Exercise objective
Reproduce only the stretch of entries below that begins at the first line and ends at the line holding "Return the outline of every instance of the damaged".

------ Input records ------

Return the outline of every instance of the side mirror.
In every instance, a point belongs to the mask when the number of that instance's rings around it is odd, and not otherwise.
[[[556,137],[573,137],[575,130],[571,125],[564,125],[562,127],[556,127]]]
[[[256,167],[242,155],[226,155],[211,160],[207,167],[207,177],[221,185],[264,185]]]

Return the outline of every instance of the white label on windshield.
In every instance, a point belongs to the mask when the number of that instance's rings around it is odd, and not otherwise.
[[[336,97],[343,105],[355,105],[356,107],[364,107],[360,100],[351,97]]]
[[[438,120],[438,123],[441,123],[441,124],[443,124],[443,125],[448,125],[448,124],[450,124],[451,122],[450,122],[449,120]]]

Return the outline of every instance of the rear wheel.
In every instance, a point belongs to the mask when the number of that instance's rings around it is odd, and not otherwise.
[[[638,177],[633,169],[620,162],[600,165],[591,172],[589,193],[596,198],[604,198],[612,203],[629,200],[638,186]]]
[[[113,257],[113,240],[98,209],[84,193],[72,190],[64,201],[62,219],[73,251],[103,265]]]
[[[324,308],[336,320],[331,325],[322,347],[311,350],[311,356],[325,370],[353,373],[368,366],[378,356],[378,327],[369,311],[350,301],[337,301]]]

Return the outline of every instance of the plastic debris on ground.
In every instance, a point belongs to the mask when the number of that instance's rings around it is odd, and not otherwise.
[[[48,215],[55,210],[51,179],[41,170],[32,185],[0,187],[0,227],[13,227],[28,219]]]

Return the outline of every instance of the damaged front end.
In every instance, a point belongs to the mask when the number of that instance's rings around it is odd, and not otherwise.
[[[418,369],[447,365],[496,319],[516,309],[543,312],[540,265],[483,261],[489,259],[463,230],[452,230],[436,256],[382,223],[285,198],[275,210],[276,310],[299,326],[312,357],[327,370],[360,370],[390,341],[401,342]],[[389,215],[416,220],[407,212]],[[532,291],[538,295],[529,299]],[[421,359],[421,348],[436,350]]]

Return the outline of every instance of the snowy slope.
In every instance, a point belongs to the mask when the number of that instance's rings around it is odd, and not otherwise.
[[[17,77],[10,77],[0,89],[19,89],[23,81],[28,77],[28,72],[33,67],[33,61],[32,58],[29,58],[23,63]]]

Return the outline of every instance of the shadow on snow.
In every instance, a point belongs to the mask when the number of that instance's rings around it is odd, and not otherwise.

------

Exercise output
Return the outline of every instance of the side mirror.
In every instance, a point belongs to the mask when the number of that instance's rings around it is odd, and not otherwise.
[[[556,137],[573,137],[575,130],[571,125],[564,125],[562,127],[556,127]]]
[[[256,167],[242,155],[226,155],[211,160],[207,167],[207,177],[221,185],[264,185]]]

Return the outline of every instance of the white label on windshield.
In every instance, a point belongs to the mask when the number of that instance's rings around it is odd, and not otherwise.
[[[336,97],[343,105],[355,105],[356,107],[364,107],[360,100],[351,97]]]
[[[438,120],[438,123],[441,123],[441,124],[443,124],[443,125],[448,125],[448,124],[450,124],[451,122],[450,122],[449,120]]]

Return the outline of every instance of the rear wheel.
In every instance, a point belongs to the mask when the number of that instance's rings around it is odd, and not otherwise.
[[[638,177],[633,169],[620,162],[600,165],[591,172],[589,193],[596,198],[604,198],[612,203],[629,200],[638,186]]]
[[[113,257],[113,240],[98,209],[84,193],[72,190],[64,201],[62,219],[73,251],[103,265]]]
[[[324,308],[336,320],[331,325],[322,347],[311,350],[311,356],[325,370],[353,373],[368,366],[378,356],[378,327],[369,311],[350,301],[337,301]]]

Return the outline of every instance of the plastic debris on ground.
In every instance, a point belongs to the mask when the number of that instance's rings around it is odd, and not otherwise.
[[[48,215],[55,210],[51,179],[41,170],[32,185],[0,187],[0,227],[13,227],[28,219]]]

Return the outline of every instance of the damaged front end.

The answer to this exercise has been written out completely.